### TASK REQUIREMENTS
List every line in the rows below that contains the string "http".

### DATASET ENTRIES
::::::::

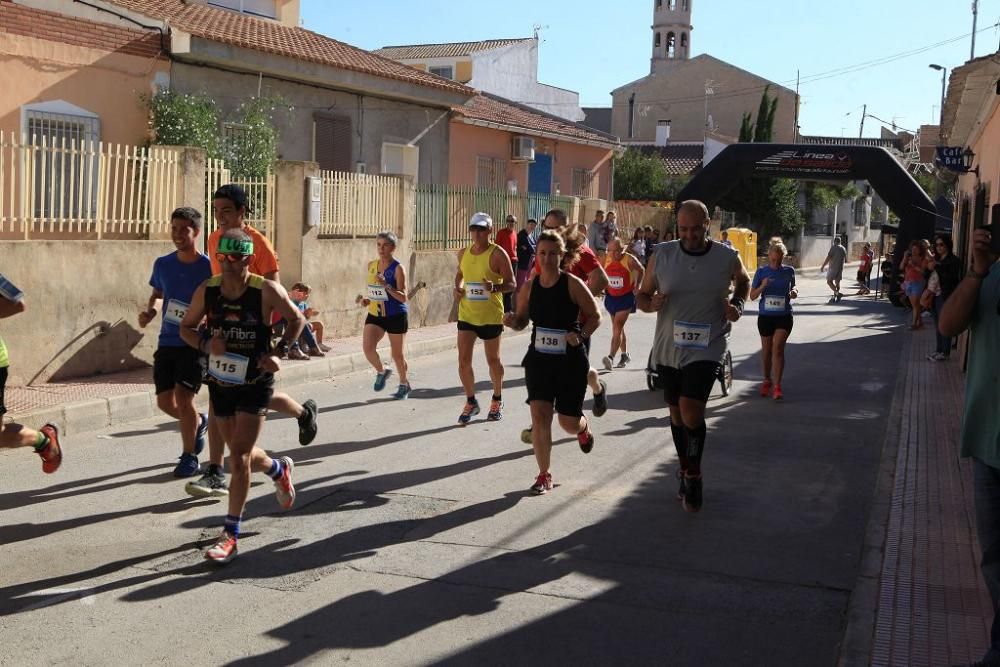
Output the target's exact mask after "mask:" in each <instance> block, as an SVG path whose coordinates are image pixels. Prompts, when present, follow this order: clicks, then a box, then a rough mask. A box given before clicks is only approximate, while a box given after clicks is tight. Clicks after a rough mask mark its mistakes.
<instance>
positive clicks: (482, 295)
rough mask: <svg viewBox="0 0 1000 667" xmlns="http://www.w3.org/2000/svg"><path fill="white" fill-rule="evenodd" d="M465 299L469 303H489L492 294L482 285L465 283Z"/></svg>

::::::::

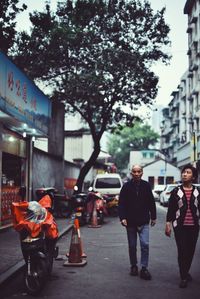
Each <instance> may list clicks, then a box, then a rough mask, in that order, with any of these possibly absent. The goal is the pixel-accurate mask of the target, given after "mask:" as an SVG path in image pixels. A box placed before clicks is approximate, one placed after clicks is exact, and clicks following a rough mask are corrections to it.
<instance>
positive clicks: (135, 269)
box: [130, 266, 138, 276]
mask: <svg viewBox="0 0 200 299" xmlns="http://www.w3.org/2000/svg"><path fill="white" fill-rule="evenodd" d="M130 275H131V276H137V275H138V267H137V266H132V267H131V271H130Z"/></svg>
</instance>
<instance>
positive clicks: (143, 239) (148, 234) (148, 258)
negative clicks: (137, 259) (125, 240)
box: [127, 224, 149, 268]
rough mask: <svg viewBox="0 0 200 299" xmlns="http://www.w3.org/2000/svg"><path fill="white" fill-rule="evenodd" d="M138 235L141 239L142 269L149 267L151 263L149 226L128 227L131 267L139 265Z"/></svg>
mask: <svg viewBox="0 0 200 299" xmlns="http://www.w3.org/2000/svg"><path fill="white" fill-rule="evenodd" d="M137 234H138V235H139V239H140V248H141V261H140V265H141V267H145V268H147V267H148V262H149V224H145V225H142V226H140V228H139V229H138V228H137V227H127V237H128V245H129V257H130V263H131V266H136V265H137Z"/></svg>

::::::::

### SOLUTION FOR THIS PROBLEM
rough mask: <svg viewBox="0 0 1000 667" xmlns="http://www.w3.org/2000/svg"><path fill="white" fill-rule="evenodd" d="M465 299L469 303H489L492 294L482 285L465 283Z"/></svg>
mask: <svg viewBox="0 0 200 299" xmlns="http://www.w3.org/2000/svg"><path fill="white" fill-rule="evenodd" d="M130 275H131V276H137V275H138V267H137V266H132V267H131V271H130Z"/></svg>
rough mask: <svg viewBox="0 0 200 299" xmlns="http://www.w3.org/2000/svg"><path fill="white" fill-rule="evenodd" d="M138 235L141 239L142 269L149 267L151 263L149 226L128 227L131 267L139 265Z"/></svg>
mask: <svg viewBox="0 0 200 299" xmlns="http://www.w3.org/2000/svg"><path fill="white" fill-rule="evenodd" d="M137 234H138V235H139V239H140V248H141V261H140V265H141V267H145V268H147V267H148V262H149V224H145V225H142V226H140V228H139V229H138V228H137V227H127V237H128V245H129V257H130V263H131V266H136V265H137Z"/></svg>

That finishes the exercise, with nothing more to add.